═══ FRAGMENTO DE LECTURA

To the Ends of the Earth

El malestar de lo invisible

 

“Me duelen los cabellos”
Monica Vitti en El desierto rojo
(Il deserto rosso, Michelangelo Antonioni, 1964)

 

Todos somos cíborgs

A lo largo de los siglos, la tecnología ha permitido expandir las capacidades de nuestros sentidos. La vista y el oído, fundamentales para el cine, solo son sensibles a un limitadísimo rango de frecuencias del espectro electromagnético, y solo pueden captar intensidades y tamaños adecuados a su fisiología y a la capacidad del cerebro para interpretarlos. De esta forma, los microscopios o los espectrógrafos amplían nuestros sentidos, pero también lo hacen las cámaras, capaces de fijar instantes fugaces en una imagen, o una grabadora capaz de capturar un sonido que nunca pareció haber estado allí.

El vasto mundo del cine o la literatura fantástica siempre ha sacado partido de esta capacidad de la tecnología para hacernos más sensibles a lo real, jugando con el misterio de hacer visible un invisible que puede ser cualquier cosa, abierto a la imaginación. Kiyoshi Kurosawa no ha dejado pasar estas oportunidades en su universo de espectros tristes y fantasmas errantes, ya sea a través de los viejos daguerrotipos que atrapan fantasmas en láminas de plata (Le secret de la chambre noire, 2016), de los fantasmas que llegan a través de Internet en Kairo (2001) o de la conexión con el inconsciente mediante el sensing de Real (2013).

En To the Ends of the Earth (Tabi no Owari, Sekai no Hajimari, 2019), la tecnología no marca la ruptura de lo extraordinario, sino que está plenamente imbricada en la cotidianidad, y prosigue su intrínseca tarea de expandir el campo de lo sensorial, de lo vivido, ya sea para llevar información de países exóticos a través del reportaje sobre Uzbekistán que filma el equipo de protagonistas para la televisión japonesa, o para romper las distancias de lo que nuestros sentidos no son capaces de alcanzar mediante el uso del teléfono móvil y sus aplicaciones. Sin embargo, la película muestra la fisura de estas tecnologías: en el tránsito comunicativo se produce una distorsión trágica de la verdad.

Atsuko Maeda en «To the Ends of the Earth»

Monica Vitti en «El desierto rojo»

Kiyoshi Kurosawa articula estas ideas focalizando toda su atención en la protagonista, Yoko (Atsuko Maeda), reportera del programa de televisión que sufre de una continua incomodidad tanto en su trabajo con el resto del equipo como en los tiempos muertos, en los que prefiere huir y vagabundear por la ciudad alejándose de sus conocidos. La incomodidad parece asociada tanto a su deber de realizar un trabajo que no le gusta y estar en contacto con gente poco afín, como al salto cultural que le provoca habitar un entorno desconocido. Habita un mundo de extraterrestres en el que, en realidad, la extraterrestre es ella. Pero aunque haya muchas hipótesis, quizás no haya manera fiable de rastrear el origen de ese malestar, como le ocurría a la Monica Vitti de las películas de Antonioni. Se trata de algo más indefinido, más profundo, un cúmulo de vivencias, ideas, contexto y estado anímico cuya abstracción forma una amalgama imposible de concretar.

══════

• _TAREA ASIGNADA_
Enumere las películas de Kiyoshi Kurosawa citadas en el fragmento de lectura e indique el año que aparece junto a cada una. Básese exclusivamente en el fragmento de lectura.

═══ MATERIAL PROPORCIONADO

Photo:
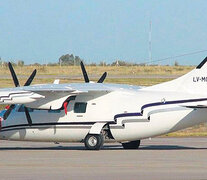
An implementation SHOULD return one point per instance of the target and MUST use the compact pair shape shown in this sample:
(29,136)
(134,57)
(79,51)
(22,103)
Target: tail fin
(193,82)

══════

• _RESPUESTA_
- Le secret de la chambre noire (2016)
- Kairo (2001)
- Real (2013)
- To the Ends of the Earth (Tabi no Owari, Sekai no Hajimari) (2019)